* _EXERCISE PROMPT_: Output the data as a numbered list, skipping blank lines, from the start through the line containing "M 359 32 L 328". Leave the pictures out of the answer.

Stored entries
________________________________________

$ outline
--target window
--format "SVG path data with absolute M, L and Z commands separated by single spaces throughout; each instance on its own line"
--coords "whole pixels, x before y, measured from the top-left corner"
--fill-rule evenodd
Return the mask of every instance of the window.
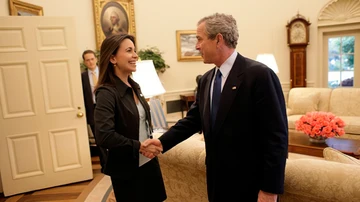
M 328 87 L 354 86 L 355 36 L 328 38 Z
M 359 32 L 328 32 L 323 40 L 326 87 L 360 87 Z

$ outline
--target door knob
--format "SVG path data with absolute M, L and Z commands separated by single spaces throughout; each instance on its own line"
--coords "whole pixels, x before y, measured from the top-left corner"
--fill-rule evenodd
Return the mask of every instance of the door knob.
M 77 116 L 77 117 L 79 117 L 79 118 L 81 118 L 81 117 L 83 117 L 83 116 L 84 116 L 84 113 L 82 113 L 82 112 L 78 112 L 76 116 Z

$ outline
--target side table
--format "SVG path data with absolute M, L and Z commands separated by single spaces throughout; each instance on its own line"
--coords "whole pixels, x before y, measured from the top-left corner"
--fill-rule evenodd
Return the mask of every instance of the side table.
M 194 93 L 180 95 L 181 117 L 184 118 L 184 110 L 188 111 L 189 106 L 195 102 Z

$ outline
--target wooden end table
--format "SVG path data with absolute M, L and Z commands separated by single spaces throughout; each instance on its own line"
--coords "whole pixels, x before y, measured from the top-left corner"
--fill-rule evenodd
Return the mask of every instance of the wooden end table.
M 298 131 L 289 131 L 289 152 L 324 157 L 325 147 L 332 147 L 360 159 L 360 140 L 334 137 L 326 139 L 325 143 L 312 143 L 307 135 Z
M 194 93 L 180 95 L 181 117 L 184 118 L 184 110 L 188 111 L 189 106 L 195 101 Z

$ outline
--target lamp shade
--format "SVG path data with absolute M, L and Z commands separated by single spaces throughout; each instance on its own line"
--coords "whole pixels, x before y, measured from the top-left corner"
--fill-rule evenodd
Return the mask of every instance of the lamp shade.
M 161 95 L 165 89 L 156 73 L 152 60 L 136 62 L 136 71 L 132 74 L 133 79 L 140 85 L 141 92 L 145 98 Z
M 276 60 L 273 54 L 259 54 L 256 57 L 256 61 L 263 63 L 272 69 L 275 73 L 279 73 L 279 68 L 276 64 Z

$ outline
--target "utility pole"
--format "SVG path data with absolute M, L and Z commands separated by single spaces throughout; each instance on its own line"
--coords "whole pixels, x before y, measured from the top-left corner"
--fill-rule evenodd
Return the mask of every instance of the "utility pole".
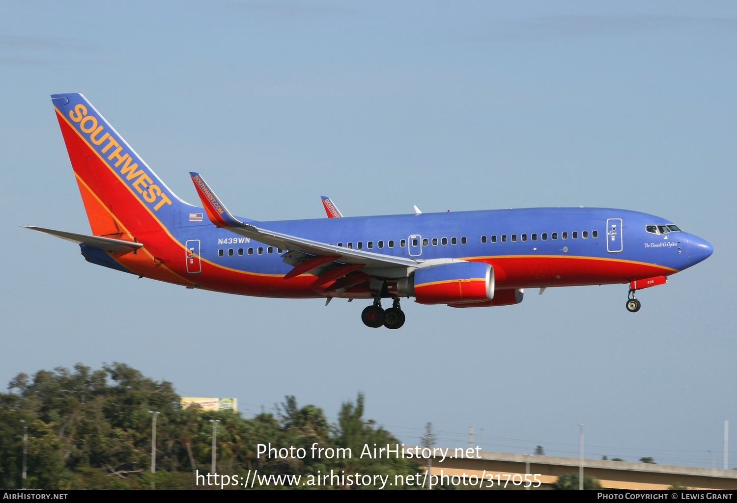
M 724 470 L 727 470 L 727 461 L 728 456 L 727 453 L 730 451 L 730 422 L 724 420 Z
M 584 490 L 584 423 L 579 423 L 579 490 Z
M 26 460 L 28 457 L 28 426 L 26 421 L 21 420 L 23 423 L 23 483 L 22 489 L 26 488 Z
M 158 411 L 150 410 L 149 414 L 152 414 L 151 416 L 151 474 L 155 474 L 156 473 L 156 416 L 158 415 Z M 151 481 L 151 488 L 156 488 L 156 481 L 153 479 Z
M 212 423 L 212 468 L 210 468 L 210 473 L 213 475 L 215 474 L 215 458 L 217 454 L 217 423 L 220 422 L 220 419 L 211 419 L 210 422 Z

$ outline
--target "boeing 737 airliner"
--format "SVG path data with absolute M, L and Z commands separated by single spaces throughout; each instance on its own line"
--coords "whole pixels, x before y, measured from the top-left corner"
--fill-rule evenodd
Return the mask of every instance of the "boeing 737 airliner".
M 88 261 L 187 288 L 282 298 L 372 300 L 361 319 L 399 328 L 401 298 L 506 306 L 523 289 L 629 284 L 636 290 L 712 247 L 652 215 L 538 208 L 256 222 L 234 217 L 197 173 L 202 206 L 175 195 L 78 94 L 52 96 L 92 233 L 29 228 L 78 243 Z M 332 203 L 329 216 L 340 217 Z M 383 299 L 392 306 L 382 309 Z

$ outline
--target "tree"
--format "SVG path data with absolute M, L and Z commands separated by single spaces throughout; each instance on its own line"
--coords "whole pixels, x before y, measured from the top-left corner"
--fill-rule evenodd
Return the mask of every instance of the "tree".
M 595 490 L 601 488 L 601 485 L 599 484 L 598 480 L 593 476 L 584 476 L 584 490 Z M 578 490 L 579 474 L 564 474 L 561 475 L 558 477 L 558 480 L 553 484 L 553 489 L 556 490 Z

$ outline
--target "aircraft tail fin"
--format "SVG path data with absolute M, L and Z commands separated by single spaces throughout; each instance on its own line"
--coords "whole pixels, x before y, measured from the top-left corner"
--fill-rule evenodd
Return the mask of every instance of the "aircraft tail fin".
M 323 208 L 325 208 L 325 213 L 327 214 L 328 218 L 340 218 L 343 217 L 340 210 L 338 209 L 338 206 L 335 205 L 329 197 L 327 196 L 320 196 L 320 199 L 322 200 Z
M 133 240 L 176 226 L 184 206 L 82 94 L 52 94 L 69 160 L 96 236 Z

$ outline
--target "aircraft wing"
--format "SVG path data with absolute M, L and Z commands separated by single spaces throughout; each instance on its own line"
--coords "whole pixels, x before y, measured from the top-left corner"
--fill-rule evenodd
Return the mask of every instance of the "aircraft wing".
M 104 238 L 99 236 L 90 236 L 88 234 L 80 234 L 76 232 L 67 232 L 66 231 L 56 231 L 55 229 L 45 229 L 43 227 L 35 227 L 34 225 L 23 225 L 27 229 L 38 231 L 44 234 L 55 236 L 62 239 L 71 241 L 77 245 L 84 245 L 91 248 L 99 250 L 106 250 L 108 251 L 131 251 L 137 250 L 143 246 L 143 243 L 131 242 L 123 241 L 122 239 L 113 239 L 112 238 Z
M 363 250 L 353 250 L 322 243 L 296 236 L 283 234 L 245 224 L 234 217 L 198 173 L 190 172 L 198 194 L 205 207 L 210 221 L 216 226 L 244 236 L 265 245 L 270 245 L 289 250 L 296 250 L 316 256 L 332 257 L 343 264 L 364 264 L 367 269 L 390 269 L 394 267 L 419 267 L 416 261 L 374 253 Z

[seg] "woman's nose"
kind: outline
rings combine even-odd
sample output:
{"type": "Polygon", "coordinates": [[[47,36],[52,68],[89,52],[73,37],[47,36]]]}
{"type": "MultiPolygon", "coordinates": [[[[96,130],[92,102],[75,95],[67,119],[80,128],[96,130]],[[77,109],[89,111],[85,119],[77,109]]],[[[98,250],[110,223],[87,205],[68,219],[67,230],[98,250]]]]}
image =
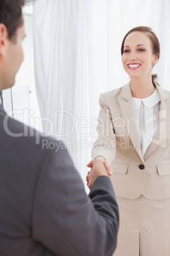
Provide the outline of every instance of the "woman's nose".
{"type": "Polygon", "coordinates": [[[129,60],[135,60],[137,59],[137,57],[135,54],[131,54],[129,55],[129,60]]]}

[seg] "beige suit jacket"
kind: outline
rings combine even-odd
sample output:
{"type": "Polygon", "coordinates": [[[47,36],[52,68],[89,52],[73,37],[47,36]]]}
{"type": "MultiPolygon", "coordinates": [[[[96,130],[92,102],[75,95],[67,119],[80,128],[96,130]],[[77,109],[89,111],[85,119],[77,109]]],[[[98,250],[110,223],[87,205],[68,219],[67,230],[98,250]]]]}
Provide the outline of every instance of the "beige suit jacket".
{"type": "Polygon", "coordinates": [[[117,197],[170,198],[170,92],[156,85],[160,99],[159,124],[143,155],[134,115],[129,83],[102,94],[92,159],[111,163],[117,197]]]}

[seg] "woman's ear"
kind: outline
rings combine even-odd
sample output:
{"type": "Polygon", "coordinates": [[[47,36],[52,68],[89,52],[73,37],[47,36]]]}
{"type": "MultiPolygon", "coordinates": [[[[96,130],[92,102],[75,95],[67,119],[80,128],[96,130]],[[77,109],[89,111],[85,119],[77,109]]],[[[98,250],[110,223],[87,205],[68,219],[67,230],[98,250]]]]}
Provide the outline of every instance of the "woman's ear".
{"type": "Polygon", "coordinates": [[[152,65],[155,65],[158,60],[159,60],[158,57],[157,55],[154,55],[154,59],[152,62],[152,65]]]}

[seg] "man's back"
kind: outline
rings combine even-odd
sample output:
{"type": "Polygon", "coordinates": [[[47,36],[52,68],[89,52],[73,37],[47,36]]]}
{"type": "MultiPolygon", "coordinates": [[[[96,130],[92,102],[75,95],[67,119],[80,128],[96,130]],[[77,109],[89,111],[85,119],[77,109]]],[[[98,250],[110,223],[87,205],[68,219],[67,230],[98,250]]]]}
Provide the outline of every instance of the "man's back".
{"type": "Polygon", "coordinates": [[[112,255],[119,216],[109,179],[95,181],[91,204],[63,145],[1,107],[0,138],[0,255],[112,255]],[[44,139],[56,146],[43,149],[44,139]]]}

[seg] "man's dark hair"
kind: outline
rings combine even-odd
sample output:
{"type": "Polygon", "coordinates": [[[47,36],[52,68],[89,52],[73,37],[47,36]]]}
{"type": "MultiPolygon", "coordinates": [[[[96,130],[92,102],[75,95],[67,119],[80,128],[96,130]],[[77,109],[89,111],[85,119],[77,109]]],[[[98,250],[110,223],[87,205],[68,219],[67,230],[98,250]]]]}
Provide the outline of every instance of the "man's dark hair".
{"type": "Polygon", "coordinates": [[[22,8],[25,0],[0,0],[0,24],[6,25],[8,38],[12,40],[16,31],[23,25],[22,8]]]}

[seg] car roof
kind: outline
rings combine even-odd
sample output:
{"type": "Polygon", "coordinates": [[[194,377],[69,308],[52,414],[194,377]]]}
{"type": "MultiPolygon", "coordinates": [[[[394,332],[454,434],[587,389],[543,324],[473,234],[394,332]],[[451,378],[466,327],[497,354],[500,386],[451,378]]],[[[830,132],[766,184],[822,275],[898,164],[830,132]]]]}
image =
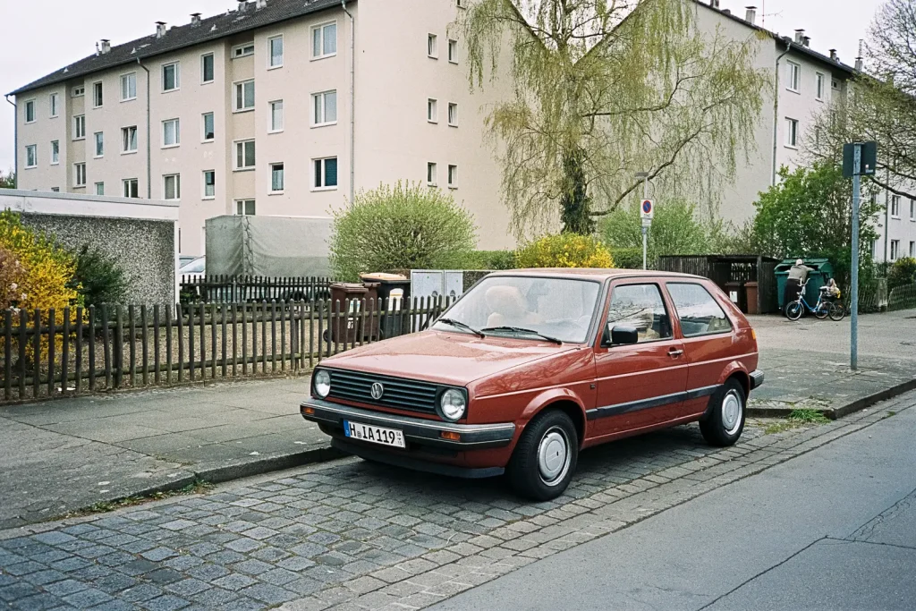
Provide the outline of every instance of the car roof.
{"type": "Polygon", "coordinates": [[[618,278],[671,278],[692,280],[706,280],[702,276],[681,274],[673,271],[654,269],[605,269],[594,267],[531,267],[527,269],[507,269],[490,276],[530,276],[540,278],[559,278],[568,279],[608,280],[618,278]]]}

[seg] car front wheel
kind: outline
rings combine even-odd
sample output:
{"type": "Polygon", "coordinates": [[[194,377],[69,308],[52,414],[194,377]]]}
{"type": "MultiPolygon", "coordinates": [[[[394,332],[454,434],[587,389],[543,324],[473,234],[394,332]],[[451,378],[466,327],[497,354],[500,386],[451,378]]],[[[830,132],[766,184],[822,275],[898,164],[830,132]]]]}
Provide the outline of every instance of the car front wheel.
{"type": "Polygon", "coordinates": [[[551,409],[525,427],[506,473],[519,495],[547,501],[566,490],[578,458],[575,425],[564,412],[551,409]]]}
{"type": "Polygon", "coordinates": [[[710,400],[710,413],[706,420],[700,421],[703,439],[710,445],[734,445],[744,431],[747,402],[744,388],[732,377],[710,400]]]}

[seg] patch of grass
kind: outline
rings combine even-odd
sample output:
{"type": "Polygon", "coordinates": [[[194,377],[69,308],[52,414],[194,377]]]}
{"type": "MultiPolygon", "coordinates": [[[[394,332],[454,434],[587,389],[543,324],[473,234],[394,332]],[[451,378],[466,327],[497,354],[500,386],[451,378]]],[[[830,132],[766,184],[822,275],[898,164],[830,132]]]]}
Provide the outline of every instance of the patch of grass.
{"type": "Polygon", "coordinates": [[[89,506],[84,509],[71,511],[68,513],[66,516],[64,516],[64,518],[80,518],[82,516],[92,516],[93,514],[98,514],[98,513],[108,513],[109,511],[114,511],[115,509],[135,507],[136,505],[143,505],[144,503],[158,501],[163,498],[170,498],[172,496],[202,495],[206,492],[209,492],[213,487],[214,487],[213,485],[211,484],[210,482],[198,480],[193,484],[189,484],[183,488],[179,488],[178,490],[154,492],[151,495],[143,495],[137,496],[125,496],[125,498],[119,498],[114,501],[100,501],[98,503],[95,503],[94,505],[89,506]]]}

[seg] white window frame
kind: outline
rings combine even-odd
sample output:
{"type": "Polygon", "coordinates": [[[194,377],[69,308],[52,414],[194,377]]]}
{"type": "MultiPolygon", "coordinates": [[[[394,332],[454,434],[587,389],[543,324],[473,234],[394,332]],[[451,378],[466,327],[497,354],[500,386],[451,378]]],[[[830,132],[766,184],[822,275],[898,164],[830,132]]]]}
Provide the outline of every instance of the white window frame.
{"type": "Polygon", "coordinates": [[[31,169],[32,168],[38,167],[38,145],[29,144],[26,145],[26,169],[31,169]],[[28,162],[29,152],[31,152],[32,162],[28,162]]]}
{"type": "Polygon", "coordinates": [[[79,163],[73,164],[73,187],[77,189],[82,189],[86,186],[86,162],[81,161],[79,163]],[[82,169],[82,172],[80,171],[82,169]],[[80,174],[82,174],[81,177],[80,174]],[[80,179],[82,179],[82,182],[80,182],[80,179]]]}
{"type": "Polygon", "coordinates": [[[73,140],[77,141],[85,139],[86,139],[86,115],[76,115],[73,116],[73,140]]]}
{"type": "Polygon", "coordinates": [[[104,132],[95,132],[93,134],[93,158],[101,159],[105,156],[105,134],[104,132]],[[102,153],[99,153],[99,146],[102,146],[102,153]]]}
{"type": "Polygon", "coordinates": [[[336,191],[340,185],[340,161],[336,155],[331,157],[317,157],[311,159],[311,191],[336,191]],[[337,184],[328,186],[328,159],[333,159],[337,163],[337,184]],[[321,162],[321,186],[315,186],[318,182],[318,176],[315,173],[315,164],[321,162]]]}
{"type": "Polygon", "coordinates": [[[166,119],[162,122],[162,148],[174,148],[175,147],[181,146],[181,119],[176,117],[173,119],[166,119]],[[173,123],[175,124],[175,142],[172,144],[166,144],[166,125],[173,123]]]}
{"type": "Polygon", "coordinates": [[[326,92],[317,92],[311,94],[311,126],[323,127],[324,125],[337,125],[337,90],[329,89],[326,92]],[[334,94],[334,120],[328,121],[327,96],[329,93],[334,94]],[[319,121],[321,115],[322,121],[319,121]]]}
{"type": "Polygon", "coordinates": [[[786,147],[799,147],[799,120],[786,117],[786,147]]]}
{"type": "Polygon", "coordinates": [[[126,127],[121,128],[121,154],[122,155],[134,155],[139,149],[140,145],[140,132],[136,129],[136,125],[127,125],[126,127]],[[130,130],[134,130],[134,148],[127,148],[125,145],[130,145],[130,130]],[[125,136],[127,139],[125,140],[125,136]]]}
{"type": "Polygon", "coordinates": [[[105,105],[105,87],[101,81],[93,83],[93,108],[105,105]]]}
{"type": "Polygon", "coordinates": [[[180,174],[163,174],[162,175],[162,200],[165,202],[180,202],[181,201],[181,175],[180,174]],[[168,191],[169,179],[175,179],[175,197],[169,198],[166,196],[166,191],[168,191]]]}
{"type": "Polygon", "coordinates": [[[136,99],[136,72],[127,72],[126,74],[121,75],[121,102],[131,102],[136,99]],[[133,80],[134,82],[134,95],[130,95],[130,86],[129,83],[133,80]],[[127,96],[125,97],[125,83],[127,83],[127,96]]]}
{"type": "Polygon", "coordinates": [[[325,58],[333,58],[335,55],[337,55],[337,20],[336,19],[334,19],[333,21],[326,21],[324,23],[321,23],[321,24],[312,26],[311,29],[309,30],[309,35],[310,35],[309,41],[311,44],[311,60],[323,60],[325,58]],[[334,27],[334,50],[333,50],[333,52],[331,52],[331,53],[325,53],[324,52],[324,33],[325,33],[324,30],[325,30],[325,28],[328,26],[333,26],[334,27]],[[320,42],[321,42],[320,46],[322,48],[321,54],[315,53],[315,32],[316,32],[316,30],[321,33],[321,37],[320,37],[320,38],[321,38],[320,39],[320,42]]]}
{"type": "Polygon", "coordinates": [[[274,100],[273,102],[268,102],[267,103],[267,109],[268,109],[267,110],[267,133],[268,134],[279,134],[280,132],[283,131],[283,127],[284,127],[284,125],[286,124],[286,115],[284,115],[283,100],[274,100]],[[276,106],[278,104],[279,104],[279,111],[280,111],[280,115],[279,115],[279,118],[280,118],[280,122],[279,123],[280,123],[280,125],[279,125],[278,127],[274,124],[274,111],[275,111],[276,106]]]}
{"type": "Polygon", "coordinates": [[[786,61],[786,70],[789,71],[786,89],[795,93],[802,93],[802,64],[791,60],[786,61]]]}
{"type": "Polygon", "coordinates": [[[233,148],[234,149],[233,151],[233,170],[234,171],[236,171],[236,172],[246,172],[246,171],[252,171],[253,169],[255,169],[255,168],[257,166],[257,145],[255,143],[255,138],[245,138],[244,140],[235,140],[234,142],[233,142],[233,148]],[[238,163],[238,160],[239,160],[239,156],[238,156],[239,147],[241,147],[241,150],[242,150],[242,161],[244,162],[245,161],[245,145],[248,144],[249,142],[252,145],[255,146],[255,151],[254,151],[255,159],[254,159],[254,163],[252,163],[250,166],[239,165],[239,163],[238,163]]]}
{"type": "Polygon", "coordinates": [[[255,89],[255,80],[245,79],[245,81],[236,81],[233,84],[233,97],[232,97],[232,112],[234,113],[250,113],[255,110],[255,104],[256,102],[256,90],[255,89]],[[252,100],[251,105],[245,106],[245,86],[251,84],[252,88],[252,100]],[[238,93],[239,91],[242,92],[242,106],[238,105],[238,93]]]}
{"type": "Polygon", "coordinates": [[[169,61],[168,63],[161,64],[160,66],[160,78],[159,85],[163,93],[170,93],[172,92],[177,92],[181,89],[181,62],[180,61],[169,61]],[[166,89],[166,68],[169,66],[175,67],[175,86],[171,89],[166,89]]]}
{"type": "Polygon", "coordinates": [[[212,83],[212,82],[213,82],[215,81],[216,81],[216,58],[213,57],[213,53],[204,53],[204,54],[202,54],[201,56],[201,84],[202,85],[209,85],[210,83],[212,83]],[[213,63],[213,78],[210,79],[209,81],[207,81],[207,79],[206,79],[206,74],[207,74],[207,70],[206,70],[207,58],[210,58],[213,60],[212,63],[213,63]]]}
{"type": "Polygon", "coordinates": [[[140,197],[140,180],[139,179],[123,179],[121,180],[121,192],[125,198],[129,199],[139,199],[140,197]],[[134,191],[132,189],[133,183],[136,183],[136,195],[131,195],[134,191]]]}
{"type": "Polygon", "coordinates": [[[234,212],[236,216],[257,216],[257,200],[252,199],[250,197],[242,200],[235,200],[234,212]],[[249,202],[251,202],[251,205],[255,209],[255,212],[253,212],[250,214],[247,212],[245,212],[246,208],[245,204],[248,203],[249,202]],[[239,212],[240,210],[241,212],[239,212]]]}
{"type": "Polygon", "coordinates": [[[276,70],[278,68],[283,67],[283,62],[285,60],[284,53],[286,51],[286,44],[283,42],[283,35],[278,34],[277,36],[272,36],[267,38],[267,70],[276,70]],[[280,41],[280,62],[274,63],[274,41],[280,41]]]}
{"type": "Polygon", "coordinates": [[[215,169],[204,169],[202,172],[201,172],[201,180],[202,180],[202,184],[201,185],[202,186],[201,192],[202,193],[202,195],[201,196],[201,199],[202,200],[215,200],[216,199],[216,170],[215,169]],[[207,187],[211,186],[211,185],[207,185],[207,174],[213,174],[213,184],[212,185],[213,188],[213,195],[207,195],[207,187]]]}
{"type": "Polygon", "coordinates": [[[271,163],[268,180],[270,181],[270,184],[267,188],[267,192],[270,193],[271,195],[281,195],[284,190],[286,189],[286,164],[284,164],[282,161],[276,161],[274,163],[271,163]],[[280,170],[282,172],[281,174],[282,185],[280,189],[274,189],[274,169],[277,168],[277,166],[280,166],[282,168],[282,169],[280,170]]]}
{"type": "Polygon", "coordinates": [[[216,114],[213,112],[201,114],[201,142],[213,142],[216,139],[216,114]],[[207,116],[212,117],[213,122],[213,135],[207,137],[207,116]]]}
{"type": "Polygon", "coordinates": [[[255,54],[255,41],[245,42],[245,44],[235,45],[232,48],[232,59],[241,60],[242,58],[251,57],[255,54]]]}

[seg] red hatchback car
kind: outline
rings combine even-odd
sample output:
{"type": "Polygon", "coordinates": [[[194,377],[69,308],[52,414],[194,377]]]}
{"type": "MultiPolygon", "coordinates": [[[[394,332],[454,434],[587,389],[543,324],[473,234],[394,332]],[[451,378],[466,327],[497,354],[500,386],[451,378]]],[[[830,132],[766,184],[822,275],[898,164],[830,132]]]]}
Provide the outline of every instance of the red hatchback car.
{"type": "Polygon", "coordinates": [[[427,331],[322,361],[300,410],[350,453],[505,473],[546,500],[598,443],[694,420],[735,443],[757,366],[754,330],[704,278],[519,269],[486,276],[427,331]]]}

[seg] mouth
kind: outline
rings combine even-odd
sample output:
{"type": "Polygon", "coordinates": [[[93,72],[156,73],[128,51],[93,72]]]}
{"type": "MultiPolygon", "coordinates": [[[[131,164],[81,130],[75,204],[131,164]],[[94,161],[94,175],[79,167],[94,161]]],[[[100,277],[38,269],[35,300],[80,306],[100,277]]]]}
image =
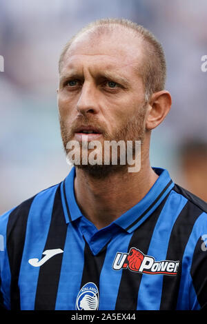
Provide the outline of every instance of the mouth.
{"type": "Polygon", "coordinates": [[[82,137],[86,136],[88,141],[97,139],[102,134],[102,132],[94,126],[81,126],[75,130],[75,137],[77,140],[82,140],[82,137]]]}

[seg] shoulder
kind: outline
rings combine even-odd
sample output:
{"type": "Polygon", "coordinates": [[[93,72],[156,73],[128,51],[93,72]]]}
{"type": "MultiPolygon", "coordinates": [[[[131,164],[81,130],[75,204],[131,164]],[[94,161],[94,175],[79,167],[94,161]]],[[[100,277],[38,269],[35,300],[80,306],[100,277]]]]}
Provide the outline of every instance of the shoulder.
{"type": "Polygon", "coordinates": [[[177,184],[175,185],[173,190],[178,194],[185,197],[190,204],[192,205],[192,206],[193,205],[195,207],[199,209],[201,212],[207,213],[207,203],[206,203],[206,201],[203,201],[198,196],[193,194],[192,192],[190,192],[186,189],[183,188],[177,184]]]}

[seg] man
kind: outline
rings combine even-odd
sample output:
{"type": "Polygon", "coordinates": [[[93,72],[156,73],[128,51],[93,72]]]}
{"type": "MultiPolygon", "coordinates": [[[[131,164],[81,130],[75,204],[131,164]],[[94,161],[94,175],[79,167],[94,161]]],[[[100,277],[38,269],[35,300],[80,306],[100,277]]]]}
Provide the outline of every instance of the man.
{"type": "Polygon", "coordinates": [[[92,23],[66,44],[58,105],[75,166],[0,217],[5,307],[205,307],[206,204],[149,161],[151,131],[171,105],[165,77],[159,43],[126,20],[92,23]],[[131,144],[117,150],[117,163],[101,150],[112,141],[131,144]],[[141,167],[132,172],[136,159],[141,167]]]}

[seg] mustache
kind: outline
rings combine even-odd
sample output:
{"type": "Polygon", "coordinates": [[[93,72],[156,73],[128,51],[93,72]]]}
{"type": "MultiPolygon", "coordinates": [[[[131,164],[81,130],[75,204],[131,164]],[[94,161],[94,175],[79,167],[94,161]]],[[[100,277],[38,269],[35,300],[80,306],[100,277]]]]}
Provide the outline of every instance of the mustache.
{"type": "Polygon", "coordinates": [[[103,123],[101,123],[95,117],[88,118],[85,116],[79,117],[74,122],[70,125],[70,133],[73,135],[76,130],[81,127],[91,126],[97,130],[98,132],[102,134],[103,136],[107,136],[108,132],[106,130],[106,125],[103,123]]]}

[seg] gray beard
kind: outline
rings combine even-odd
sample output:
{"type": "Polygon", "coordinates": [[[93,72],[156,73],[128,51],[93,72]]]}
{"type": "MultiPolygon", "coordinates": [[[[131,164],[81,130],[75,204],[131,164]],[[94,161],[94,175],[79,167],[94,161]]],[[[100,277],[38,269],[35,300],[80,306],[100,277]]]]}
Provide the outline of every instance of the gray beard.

________________________________________

* _SOLUTION TO THIS EXERCISE_:
1. $ outline
2. --target window
3. --format "SVG path data with absolute M, L and Z commands separated by single spaces throughout; each instance on its own line"
4. --coords "whole pixels, x before y, measured from the top-left corner"
5. --fill-rule evenodd
6. Return the mask of every instance of the window.
7. M 328 87 L 354 86 L 355 36 L 328 38 Z
8. M 359 32 L 328 32 L 323 40 L 326 87 L 360 87 Z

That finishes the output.